Now suppose that the variable till5 stores a sequence of barcodes. When the cashier starts a new transaction, no items have been entered, so the state of the variable till5 needs to start as a sequence with no elements, which we call an empty sequence and write as [ ]. If an item with code 50297 is then entered, then the state of till5 will change to [50297]. If an item with code 50152 is scanned next, then the state becomes [50297, 50152], and so on.

When a new item is recorded, the state of till5 changes, and changes in a way that is predictable. Specifically, the current state is changed by appending the newest item to the end of the sequence, giving a new state.

We have described the change of a till state in a way that is quite general. The description is not peculiar to the fifth till in the supermarket: it applies equally well to a transaction in progress at any till. Indeed, it describes a process that adds a new item to any variable storing data as a sequence.

Table 1: Prices of items
Item code Item price (pence)
33050 299
53151 440
77502 89

Now suppose the computer stores the prices of certain items as given in Table 1. To calculate the bill corresponding to purchases read by the cashier as [77502, 53151, 33050, 77502], we need to store the price associated with each item purchased. Let us assume that a second sequence is also being generated as each item is recorded, giving the price of the item. Suppose that this is stored as a variable price5. If the sequence of item codes were [77502, 53151, 33050, 77502], then the sequence of prices would be [89, 440, 299, 89]. Given this sequence, the total bill is obtained by simply finding the total of all the values in the sequence price5:

89 + 440 + 299 + 89 = 917 pence.

For simplicity, assume that there are no weighed items and no special offers.

This calculation does not change the state of the variable price5, but the value calculated certainly does depend upon the state of that variable.

Appending a new item at the end of a sequence, or adding a sequence of numbers, are both examples of the sort of processes that software needs to carry out time and time again. Recognising generality, and forms of data and processes on data that can be reused, are key skills in learning to design large and complex software systems.

| Data provided |

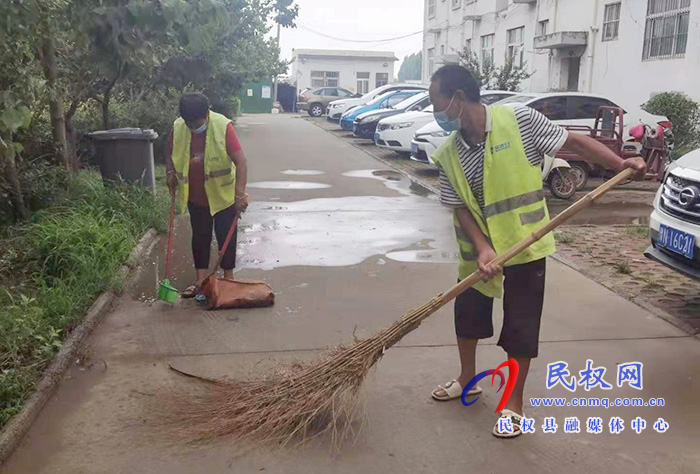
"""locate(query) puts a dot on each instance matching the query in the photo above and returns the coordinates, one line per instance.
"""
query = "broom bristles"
(296, 402)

| Short task A |
Return the section of the supermarket till passage from "Table 1: Prices" to "89 = 917 pence.", copied word for word.
| Short task B |
Extend the supermarket till passage with new writing that begins after its last sentence.

| Task response A |
Table 1: Prices of items
Item code Item price (pence)
33050 299
53151 440
77502 89

Now suppose the computer stores the prices of certain items as given in Table 1. To calculate the bill corresponding to purchases read by the cashier as [77502, 53151, 33050, 77502], we need to store the price associated with each item purchased. Let us assume that a second sequence is also being generated as each item is recorded, giving the price of the item. Suppose that this is stored as a variable price5. If the sequence of item codes were [77502, 53151, 33050, 77502], then the sequence of prices would be [89, 440, 299, 89]. Given this sequence, the total bill is obtained by simply finding the total of all the values in the sequence price5:

89 + 440 + 299 + 89 = 917 pence.

| Task response B |
Activity 1

Consider a process that changes the state of a variable storing a sequence by removing the last item from the sequence. So, for example, if the state of the variable was [22, 31, 53, 22, 13], then applying the process would change the state to [22, 31, 53, 22]. Suppose that this process is applied four more times. Write out the state of the variable after each application.

Discussion

The state starts as [22, 31, 53, 22]. After one more application of this process the state is [22, 31, 53]. If the process is applied again, the state becomes [22, 31]. If the process is applied again, the state becomes [22]. If the process is applied one more time, then the last item in the sequence is removed. We are left with a sequence containing no items, the empty sequence, which we write as [ ].

Since we use double inverted commas for strings, i.e. sequences of characters, we will use “ ” to denote the empty string in this course. In many computing texts, the symbol ξ is used.

Activity 2

How many characters are there in the string “I am it.”? Using the notational conventions introduced above for writing sequences and characters (including the space character), write this string out in full as a sequence of characters.

Discussion

This string includes eight characters in all, including two space characters and a full stop. Written in full, it is the following sequence of characters:

[‘I’,‘’,‘a’,‘m’,‘ ’,‘i’,‘t’,‘.’].